## Start Supplied data

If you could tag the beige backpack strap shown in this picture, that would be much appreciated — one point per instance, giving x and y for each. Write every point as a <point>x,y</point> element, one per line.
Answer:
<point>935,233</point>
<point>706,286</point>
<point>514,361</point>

## End Supplied data

> **The exercise**: Please copy the whole listing line for line, shifting every x and y coordinate in the answers up by 29.

> **Correct result**:
If you could tag the beige backpack strap shown in this picture, that would be much appreciated — one point per instance, giving x and y for each. Write every point as a <point>x,y</point> element, one per line.
Answer:
<point>964,262</point>
<point>735,315</point>
<point>543,390</point>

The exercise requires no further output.